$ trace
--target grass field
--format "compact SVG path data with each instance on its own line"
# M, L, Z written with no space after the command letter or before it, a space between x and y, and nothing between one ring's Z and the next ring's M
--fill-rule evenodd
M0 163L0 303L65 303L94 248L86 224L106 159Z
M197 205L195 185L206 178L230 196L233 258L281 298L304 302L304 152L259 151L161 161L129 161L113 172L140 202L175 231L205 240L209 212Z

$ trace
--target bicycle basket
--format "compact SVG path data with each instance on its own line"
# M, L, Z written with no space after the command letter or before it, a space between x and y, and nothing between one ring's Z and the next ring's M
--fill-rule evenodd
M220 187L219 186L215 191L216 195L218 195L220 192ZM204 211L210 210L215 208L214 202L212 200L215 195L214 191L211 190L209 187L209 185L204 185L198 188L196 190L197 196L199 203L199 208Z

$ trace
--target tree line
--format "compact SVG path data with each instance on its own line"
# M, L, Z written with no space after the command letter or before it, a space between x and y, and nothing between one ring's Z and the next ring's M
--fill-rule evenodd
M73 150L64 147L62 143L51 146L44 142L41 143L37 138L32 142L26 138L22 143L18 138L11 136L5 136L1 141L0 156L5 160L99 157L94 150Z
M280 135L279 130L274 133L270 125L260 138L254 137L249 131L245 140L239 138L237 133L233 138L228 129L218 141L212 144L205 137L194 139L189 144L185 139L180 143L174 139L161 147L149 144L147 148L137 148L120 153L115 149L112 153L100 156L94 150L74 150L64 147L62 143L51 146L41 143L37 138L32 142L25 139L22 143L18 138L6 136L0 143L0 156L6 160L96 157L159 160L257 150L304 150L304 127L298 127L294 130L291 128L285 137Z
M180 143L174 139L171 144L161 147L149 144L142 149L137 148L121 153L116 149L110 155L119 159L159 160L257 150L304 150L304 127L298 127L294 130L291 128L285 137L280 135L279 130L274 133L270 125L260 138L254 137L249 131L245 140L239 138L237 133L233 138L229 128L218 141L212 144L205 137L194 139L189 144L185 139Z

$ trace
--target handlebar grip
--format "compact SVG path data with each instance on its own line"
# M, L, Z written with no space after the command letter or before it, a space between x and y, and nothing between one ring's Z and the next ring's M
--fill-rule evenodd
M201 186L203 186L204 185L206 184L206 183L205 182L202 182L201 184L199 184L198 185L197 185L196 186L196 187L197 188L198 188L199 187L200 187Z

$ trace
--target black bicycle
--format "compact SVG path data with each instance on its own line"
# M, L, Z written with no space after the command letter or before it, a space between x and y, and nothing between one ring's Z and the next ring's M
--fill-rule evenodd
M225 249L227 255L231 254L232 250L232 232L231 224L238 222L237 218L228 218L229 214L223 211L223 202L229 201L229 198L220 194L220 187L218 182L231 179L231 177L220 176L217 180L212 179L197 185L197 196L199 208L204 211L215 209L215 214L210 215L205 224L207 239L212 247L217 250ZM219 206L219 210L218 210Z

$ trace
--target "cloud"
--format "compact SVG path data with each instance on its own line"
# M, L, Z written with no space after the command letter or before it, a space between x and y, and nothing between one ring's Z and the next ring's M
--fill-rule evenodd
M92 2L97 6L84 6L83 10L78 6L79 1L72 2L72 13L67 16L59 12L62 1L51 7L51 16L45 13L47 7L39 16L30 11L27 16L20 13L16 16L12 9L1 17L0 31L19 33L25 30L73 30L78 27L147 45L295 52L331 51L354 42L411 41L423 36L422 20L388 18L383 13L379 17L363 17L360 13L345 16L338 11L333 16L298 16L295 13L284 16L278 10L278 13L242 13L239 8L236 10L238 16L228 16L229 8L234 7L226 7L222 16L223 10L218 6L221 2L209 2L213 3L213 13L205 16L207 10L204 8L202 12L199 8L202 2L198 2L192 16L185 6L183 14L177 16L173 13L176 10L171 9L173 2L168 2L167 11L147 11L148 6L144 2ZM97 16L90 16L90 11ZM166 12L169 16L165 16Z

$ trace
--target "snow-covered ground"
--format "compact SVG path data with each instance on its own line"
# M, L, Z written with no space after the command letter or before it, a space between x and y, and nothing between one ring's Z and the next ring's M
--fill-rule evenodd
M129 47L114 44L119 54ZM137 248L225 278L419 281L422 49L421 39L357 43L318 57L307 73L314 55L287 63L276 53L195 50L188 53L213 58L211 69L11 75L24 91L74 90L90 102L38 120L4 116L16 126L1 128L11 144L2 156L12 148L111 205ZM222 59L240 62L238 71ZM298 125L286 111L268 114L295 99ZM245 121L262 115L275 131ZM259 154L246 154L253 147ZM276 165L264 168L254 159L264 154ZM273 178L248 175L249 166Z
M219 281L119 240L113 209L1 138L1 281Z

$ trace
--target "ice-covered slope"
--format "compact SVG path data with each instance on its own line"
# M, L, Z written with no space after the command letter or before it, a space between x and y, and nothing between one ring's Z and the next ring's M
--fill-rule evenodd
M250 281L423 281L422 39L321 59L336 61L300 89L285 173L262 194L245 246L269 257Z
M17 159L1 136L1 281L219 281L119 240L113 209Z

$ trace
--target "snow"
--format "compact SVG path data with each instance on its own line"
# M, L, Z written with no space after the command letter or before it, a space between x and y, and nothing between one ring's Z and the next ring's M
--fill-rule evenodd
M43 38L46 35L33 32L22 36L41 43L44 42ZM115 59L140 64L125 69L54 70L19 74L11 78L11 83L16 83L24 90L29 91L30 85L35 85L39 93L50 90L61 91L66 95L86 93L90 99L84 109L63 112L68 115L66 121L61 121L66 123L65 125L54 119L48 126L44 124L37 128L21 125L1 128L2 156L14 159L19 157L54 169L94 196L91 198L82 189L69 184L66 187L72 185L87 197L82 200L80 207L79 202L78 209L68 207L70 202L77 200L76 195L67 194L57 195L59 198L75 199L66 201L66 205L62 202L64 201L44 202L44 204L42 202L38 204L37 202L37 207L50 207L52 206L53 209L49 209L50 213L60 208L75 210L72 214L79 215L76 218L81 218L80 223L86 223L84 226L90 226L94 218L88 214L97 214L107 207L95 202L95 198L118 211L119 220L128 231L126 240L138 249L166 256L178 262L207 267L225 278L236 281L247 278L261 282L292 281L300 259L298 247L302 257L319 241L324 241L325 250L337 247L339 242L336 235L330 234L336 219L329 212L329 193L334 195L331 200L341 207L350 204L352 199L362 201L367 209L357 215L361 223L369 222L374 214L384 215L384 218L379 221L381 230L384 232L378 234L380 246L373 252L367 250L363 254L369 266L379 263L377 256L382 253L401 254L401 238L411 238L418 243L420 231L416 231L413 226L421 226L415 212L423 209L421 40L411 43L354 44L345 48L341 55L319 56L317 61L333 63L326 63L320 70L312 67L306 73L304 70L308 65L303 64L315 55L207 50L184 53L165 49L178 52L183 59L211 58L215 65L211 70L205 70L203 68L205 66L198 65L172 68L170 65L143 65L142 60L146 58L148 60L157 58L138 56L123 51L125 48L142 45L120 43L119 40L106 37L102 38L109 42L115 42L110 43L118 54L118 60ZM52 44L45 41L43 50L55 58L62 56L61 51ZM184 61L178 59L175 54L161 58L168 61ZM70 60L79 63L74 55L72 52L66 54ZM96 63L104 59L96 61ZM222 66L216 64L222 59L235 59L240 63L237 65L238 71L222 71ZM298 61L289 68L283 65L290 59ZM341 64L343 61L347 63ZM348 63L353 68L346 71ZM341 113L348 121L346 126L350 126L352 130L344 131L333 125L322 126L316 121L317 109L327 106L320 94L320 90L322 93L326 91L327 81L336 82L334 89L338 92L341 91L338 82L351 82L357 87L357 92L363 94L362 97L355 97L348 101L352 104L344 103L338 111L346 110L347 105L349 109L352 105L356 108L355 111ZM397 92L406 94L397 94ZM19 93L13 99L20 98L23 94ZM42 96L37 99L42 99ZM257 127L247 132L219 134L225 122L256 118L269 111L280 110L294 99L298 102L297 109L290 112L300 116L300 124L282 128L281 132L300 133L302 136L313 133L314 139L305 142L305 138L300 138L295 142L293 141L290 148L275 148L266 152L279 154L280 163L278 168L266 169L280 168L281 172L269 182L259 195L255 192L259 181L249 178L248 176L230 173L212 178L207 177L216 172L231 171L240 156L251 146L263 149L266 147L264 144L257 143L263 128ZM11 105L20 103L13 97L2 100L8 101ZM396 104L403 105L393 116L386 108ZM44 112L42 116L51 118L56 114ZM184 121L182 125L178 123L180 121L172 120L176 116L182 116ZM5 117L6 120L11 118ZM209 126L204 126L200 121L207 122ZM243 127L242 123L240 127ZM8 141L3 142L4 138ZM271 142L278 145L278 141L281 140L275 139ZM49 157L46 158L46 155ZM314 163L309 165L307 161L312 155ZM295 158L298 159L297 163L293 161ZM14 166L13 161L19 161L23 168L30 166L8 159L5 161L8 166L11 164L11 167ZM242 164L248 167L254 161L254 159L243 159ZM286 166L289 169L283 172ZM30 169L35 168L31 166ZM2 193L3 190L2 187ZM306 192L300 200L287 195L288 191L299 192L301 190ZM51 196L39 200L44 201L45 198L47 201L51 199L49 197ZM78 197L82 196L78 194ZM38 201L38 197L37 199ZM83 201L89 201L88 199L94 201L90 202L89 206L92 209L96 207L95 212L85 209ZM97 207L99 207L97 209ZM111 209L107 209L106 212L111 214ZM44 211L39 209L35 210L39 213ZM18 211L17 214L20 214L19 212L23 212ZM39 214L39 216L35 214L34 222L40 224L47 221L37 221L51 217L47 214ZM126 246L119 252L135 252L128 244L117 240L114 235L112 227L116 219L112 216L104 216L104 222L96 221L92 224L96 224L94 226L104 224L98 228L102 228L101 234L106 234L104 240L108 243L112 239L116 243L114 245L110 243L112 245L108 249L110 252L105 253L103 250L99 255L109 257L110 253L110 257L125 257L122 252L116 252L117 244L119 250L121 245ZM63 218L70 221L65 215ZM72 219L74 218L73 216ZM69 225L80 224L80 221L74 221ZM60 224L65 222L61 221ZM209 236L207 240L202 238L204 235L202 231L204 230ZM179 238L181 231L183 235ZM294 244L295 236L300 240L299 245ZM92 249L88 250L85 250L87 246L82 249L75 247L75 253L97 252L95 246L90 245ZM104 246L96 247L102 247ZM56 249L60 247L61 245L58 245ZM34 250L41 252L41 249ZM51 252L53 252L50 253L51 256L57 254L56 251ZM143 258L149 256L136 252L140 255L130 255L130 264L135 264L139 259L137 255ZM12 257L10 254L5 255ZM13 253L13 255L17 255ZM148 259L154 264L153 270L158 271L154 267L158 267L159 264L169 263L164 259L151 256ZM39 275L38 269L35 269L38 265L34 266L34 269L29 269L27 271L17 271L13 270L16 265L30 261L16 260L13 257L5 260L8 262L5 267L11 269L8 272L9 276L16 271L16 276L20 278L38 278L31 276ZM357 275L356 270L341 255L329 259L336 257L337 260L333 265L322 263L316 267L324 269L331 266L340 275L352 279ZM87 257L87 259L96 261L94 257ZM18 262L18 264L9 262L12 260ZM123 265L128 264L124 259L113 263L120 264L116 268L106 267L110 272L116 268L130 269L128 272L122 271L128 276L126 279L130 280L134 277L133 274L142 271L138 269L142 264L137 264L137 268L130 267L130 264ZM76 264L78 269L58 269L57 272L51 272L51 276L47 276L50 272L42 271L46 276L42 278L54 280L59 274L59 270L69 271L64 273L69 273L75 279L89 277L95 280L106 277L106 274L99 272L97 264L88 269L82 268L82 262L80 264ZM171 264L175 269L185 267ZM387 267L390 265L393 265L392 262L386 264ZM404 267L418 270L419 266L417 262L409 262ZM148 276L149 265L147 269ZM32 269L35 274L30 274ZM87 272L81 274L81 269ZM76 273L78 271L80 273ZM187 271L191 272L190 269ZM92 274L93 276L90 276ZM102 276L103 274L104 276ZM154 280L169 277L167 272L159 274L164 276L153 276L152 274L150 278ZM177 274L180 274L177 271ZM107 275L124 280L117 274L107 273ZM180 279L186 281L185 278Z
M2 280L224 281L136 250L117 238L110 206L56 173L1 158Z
_ _ _
§ **QUÉ HACER**: Extrae de los registros anteriores cada línea que contenga la cadena "bicycle", respetando mayúsculas y minúsculas.

§ **EN RESPUESTA**:
--target bicycle basket
--target black bicycle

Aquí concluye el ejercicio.